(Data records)
------------------------------------------------------------------------

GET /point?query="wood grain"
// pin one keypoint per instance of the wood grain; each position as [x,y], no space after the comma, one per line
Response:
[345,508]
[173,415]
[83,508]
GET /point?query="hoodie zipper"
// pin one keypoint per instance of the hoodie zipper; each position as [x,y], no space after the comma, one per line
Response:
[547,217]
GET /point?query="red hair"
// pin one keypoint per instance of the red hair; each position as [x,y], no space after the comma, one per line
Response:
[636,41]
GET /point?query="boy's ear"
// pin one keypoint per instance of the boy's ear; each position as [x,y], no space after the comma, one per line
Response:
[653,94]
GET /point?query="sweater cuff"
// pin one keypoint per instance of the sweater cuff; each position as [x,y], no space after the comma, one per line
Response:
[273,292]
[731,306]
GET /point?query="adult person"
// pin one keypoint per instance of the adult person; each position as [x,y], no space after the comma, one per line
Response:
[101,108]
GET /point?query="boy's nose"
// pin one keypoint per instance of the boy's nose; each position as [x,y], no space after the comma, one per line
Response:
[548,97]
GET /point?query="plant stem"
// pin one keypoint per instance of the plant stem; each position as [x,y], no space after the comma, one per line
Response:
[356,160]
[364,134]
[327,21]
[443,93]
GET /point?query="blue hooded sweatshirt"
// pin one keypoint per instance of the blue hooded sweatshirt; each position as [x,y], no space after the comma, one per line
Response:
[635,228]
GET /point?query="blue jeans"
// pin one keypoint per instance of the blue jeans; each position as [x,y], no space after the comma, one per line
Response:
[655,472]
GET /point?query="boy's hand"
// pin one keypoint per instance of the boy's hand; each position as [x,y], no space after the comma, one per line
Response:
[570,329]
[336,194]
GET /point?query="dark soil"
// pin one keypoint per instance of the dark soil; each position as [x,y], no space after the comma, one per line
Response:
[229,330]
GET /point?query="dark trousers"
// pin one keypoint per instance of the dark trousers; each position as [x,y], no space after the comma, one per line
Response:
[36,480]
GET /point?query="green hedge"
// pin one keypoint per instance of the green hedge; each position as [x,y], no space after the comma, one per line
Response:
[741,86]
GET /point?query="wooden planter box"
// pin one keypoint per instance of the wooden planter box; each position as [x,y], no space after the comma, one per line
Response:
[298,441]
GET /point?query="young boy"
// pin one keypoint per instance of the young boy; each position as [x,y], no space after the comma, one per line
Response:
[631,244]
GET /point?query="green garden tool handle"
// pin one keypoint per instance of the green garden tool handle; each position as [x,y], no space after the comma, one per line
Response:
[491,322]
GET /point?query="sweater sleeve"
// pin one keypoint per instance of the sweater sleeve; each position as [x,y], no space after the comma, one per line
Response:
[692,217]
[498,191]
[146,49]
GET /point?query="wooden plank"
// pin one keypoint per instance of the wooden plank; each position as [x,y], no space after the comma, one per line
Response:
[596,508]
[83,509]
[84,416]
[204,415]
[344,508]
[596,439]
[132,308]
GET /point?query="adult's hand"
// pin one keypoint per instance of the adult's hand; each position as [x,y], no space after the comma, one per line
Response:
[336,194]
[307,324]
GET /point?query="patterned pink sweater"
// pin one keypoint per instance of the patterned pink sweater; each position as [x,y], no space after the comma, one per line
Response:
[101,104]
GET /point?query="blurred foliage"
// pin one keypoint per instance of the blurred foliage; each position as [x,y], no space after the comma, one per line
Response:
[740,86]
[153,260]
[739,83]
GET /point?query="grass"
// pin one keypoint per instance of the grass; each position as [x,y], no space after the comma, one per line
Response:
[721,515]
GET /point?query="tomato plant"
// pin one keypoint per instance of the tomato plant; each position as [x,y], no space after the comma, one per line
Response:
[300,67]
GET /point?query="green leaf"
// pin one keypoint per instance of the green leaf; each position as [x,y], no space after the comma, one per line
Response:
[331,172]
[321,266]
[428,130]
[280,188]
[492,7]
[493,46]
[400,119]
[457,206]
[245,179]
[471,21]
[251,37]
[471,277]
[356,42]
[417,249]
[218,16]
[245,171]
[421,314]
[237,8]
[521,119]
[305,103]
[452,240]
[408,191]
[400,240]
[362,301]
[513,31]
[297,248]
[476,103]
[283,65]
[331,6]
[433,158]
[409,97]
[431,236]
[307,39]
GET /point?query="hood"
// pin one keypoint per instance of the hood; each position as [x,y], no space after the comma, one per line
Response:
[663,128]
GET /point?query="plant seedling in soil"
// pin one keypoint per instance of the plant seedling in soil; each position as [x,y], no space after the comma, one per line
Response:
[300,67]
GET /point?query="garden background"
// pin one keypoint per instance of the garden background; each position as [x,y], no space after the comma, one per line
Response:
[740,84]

------------------------------------------------------------------------

* **Try it**
Go through the entries above and write each one out exactly.

* **Answer section**
GET /point?query="wood grain"
// pin one keypoint per instance of the wood grain; each position as [x,y], no space after the comma, one per line
Response:
[345,508]
[173,415]
[83,508]
GET /point?query="hoodie zipper"
// pin one keypoint per instance of the hoodie zipper; each position as [x,y], no space after the comma, one per line
Response:
[547,217]
GET /point?query="red hair"
// pin one keypoint per instance of the red hair; each position as [x,y], no space after the comma, one per line
Response:
[636,41]
GET /point?query="boy's ear"
// pin one keypoint per instance of the boy's ear; each position as [x,y], no space after the comma, one per line
Response:
[653,94]
GET /point?query="sweater cuff"
// pin one keypoint per instance of the sweater cuff; each position as [x,y], no space after the comma, one per line
Response:
[273,292]
[731,306]
GET /point?query="adult person"
// pin one keypoint per instance of the adult person; each position as [x,y], no space after the comma, one per line
Response:
[101,108]
GET /point?query="boy's nose"
// pin one keypoint per instance of the boy's nose; each position as [x,y], no space after the comma, one per line
Response:
[548,97]
GET /point?query="plant stem"
// pin one keypoint per instance of the plant stem; each position as [x,y], no space after the comma, one per line
Response:
[356,160]
[364,134]
[327,21]
[443,93]
GET /point?query="blue hooded sweatshirt"
// pin one keypoint per instance of the blue hooded sweatshirt; each position as [x,y], no space after the comma, one per line
Response:
[635,228]
GET /point?query="blue jeans"
// pin one keypoint per instance of the blue jeans; each position as [x,y], no space after the comma, one per line
Response:
[655,472]
GET /point?query="boy's hand"
// pin one keypoint per instance of the boy's hand; each position as [x,y], no space after the comma, one per line
Response:
[570,329]
[336,194]
GET /point?query="dark soil"
// pin one keypoint per instance of the dark soil; each position as [x,y], no space after the comma, one per line
Response:
[229,330]
GET /point?query="dark trousers"
// pin one keypoint per instance of the dark trousers; each position as [x,y], no space after the comma, one per line
Response:
[36,480]
GET /point?query="green hedge"
// pin one keypoint per instance of the green hedge; each position as [x,y], no space after the comma, one per line
Response:
[741,86]
GET /point?query="wooden planter box"
// pin one keypoint per instance of the wooden planter box; each position as [x,y], no space after the comma, one per line
Response:
[298,441]
GET /point?query="young boy"
// pin one keypoint per instance of the young boy; each position as [x,y], no space after the comma, one per line
Response:
[631,244]
GET /point?query="green garden tool handle"
// pin one keypoint per instance of the green garden tool handle; each position as [x,y], no space after the comma, one per line
Response:
[491,322]
GET /point?query="sweater sleeve"
// pin one keypoint per instance of the sweater sleeve; each position as [x,y], no space after the comma, one per line
Response:
[692,217]
[498,191]
[146,49]
GET /point?query="wooden plank"
// pin one keypoint per instance of the wooden plank; each position as [x,y], no space after the comma, one per line
Response:
[596,508]
[83,509]
[84,416]
[204,415]
[344,508]
[596,439]
[132,308]
GET /point?query="adult's hand"
// pin one keypoint per instance of the adult's hand; each position as [x,y], no space after the comma, one per line
Response:
[336,194]
[307,324]
GET /point?query="patterned pink sweater"
// pin one keypoint per instance of the patterned pink sweater; each position as [x,y], no space after the comma, one per line
Response:
[101,104]
GET /point?query="blurred foliage"
// pin one keypoint per instance of the blurred foliage; each position as [x,y], no space after the comma, one per line
Response:
[740,86]
[153,260]
[739,83]
GET /point?query="grass"
// pin one keypoint per instance of the grass; each position as [x,y], no space after the comma, one per line
Response:
[721,515]
GET /point?query="tomato plant"
// pin one keypoint per instance of the tomato plant; each position as [x,y], no space after the comma, one per line
Response:
[300,67]
GET /point?query="green leaf"
// pin one keypoint per instance of the green leaf; each position as [x,y], no space after the comma, one per line
Response:
[331,172]
[321,266]
[428,130]
[280,188]
[492,7]
[493,46]
[400,119]
[457,206]
[245,179]
[471,21]
[251,37]
[471,277]
[356,42]
[417,249]
[218,16]
[245,171]
[421,314]
[237,8]
[521,119]
[305,103]
[452,240]
[408,191]
[400,240]
[362,301]
[513,31]
[297,248]
[476,103]
[283,65]
[331,6]
[433,158]
[409,97]
[431,236]
[307,39]
GET /point?query="hood"
// pin one keypoint per instance of the hood; each position as [x,y], no space after the comma, one per line
Response:
[663,128]
GET /point?query="plant seedling in soil"
// pin one keypoint per instance of the plant seedling in soil; each position as [x,y], no space after the comma, one per line
Response:
[300,67]
GET /point?query="garden background"
// pin one keypoint per instance of the garden background; each position as [x,y], no space after the comma, one per line
Response:
[740,84]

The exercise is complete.